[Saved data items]
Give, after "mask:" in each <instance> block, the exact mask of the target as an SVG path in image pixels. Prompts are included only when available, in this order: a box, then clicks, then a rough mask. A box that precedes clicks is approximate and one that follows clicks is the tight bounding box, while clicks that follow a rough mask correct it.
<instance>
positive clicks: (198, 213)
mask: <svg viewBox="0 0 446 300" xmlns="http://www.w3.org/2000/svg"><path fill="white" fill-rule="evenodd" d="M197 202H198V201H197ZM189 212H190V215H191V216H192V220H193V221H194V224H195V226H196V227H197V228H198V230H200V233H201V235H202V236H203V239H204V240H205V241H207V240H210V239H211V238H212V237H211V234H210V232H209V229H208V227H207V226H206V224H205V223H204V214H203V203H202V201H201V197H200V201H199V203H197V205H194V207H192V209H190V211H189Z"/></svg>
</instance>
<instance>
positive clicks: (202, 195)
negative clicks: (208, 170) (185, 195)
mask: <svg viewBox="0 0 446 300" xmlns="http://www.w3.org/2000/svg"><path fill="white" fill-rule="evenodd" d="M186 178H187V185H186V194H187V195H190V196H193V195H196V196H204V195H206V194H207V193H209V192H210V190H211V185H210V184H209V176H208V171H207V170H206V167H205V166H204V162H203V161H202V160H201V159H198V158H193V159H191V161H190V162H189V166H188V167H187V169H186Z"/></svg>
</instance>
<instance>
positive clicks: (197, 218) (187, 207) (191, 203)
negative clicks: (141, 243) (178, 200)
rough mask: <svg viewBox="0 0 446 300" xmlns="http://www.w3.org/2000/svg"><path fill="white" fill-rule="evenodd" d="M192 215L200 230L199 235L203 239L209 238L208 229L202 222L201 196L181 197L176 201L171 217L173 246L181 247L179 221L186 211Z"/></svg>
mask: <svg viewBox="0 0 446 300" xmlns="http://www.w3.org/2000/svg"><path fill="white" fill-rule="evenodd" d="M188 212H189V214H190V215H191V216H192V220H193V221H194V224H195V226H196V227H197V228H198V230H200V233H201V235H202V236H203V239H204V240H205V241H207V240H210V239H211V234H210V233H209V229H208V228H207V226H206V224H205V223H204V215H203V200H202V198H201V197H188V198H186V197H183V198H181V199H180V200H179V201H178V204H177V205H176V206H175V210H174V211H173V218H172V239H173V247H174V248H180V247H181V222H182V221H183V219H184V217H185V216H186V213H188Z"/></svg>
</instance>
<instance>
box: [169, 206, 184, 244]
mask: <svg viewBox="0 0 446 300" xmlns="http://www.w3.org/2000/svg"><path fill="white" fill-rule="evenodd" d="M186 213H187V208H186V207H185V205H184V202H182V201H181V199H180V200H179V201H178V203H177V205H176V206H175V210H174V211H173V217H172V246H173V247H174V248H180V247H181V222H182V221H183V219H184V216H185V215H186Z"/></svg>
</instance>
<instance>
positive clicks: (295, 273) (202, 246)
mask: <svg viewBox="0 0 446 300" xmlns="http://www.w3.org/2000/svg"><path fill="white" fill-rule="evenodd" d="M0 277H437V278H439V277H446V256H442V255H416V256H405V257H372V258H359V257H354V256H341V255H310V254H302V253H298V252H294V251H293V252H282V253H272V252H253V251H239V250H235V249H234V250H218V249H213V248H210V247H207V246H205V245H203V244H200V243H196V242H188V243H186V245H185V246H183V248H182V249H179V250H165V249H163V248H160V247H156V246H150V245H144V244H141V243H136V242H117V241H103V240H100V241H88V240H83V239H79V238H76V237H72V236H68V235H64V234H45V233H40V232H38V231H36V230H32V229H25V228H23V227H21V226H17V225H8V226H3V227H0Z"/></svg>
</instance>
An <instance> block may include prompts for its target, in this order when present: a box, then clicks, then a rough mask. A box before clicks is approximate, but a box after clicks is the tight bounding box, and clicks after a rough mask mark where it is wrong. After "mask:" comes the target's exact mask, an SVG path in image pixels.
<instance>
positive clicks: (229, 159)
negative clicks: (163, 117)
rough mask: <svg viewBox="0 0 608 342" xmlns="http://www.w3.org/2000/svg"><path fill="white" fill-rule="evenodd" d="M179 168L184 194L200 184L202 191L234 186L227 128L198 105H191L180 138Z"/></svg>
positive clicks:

--

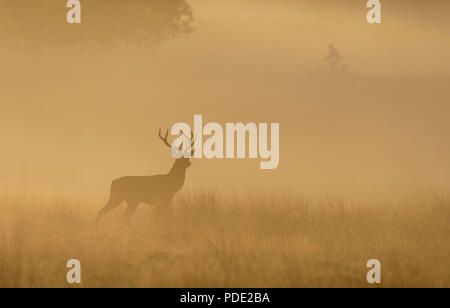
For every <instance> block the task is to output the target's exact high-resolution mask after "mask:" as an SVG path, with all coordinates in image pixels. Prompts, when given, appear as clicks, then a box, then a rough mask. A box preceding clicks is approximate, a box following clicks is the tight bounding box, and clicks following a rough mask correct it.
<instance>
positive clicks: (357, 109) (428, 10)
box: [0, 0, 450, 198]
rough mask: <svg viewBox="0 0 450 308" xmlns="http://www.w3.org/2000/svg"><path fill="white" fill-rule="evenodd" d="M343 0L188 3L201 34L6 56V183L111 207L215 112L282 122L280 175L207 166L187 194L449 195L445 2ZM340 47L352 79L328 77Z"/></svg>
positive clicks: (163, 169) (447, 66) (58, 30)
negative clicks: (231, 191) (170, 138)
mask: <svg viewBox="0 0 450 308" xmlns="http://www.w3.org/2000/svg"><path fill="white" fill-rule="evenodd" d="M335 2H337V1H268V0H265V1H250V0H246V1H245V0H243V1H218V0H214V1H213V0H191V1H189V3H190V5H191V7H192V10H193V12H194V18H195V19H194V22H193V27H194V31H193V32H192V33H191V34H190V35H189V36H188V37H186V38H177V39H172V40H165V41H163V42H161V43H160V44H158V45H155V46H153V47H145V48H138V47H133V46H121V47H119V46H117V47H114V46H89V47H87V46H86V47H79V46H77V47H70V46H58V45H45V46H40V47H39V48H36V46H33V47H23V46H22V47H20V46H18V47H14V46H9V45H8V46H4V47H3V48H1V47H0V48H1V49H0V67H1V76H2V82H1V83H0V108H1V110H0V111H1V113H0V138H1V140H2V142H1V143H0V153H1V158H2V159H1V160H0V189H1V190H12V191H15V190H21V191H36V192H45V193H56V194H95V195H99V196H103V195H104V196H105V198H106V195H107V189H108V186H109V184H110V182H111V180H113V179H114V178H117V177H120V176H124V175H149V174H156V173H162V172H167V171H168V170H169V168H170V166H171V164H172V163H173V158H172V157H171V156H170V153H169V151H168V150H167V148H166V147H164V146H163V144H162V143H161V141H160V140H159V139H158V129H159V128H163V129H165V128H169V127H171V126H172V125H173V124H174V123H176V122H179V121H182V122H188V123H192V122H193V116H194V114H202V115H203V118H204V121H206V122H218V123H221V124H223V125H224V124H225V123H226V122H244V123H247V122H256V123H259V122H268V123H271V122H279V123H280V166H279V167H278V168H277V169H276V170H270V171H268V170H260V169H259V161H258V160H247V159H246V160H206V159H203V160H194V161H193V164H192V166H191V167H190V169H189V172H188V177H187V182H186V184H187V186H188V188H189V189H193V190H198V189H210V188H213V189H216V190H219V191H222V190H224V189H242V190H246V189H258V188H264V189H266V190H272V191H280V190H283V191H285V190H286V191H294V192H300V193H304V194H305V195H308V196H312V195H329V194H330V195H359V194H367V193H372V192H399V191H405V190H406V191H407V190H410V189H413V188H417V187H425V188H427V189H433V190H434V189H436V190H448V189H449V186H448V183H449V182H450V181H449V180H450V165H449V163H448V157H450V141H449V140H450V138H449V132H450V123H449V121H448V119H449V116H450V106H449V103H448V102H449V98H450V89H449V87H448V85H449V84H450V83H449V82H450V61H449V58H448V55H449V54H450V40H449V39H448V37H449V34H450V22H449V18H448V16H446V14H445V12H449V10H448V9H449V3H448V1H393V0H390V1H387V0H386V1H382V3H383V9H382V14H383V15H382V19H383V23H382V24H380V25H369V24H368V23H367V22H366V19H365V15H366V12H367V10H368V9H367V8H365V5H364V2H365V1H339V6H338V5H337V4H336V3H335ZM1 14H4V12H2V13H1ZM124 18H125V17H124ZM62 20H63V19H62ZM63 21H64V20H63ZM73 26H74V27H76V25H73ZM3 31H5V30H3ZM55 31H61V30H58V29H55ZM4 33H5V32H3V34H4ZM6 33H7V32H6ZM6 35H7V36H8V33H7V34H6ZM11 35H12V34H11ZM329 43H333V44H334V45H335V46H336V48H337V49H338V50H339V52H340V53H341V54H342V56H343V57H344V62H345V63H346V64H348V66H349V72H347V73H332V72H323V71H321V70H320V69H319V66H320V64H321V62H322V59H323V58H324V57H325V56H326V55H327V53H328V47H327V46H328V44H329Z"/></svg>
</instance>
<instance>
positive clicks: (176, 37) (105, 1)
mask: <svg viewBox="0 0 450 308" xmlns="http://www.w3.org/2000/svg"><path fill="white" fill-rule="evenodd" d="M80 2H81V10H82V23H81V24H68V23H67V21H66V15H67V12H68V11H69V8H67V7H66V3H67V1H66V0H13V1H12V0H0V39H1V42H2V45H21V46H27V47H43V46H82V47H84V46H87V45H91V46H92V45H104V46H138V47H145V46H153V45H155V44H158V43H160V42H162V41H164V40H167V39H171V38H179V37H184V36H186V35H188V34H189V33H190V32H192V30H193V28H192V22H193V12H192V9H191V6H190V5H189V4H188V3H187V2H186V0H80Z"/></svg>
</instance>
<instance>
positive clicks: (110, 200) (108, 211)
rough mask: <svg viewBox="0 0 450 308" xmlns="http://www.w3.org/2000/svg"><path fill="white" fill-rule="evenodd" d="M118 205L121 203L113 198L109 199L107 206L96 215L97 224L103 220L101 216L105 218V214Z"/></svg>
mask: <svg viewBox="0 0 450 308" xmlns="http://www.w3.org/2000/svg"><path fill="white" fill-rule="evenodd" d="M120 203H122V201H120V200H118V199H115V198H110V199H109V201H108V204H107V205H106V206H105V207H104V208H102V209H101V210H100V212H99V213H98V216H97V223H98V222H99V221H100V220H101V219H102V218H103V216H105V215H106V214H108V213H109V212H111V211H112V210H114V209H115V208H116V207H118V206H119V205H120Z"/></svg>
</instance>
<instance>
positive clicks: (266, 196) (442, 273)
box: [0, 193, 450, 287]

Required work: Could you lay out the part that opens with the line containing "follow a rough mask correct it." and closes with the line containing "positive clicks: (198, 213)" as a JSON list of strings, one string per line, with any blank lines left out?

Final answer:
[
  "Give, after \"mask:\" in each <instance> block, the exact mask of the target as an SVG path in image pixels. Prompts are included only when available, in this order: a box, then clicks, then a rough mask. A box that precedes clicks is approximate and one that follows clicks is the tight bounding box, while clicks that follow a rough mask correct it.",
  "<instance>",
  "positive clicks: (198, 213)"
]